Reinventing the 312 Home Improvement Loan Program

Over the last thirty years the community development field has moved away from its early focus on helping homeowners maintain and improve their properties towards the development of new affordable housing. Fueled by the resources of the Low Income Housing Tax Credit Program (LIHTC) and a confident economy, and in flight from lead remediation requirements for housing rehab, non-profits as well as for profit developers and local governments began to shift towards the promotion of new construction – both rental and homeownership – and away from housing rehab aimed at assisting individual owners.

The time has come to shift back.

Hundreds of thousands of foreclosed properties, declining property values and the loss of home equity, the absence of conventional credit, the need to make older houses energy efficient, opportunities to stimulate the local small construction trades and building supply markets – all of these factors demand that we look again at housing rehabilitation as an important policy option.

We need tools to promote the repair and rehabilitation of our older housing stock. Historically, the federal government played a leadership role in promoting home rehab and we need the Federal government to play this role again. A key role government can play is to authorize a significant amount of funding for the Section 312 Loan Program. We need to revisit this old tool and reinvent it making it relevant to the current situation.

The 312 Loan Program was authorized in the Housing Act of 1964. It provided loans from the Federal government through local municipal governments to home owners and landlords at 3% for a twenty year term. The per unit rehab cost allowed was $27,000, which in the 1970s and 1980s was a significant amount of money. It was used often in Urban Renewal Conservation Areas to assist homeowners in improving their properties and where it had a fairly major impact. It also served as a key component in the Federally Assisted Code Enforcement Program (FACE) to help owners bring their properties into code compliance. And it was the source of financing in the Urban Homesteading Program where vacant properties owned by the Federal government where auctioned off for a dollar.

» Source excerpt

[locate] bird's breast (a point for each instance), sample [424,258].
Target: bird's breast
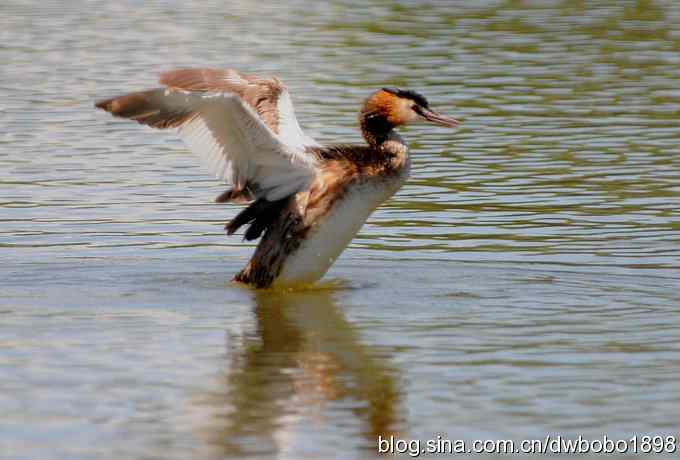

» Goal
Please list every program the 312 loan program article mentions by name. Use only the 312 loan program article to answer; the data plays no part.

» Worked solution
- Low Income Housing Tax Credit Program (LIHTC)
- Section 312 Loan Program
- Federally Assisted Code Enforcement Program (FACE)
- Urban Homesteading Program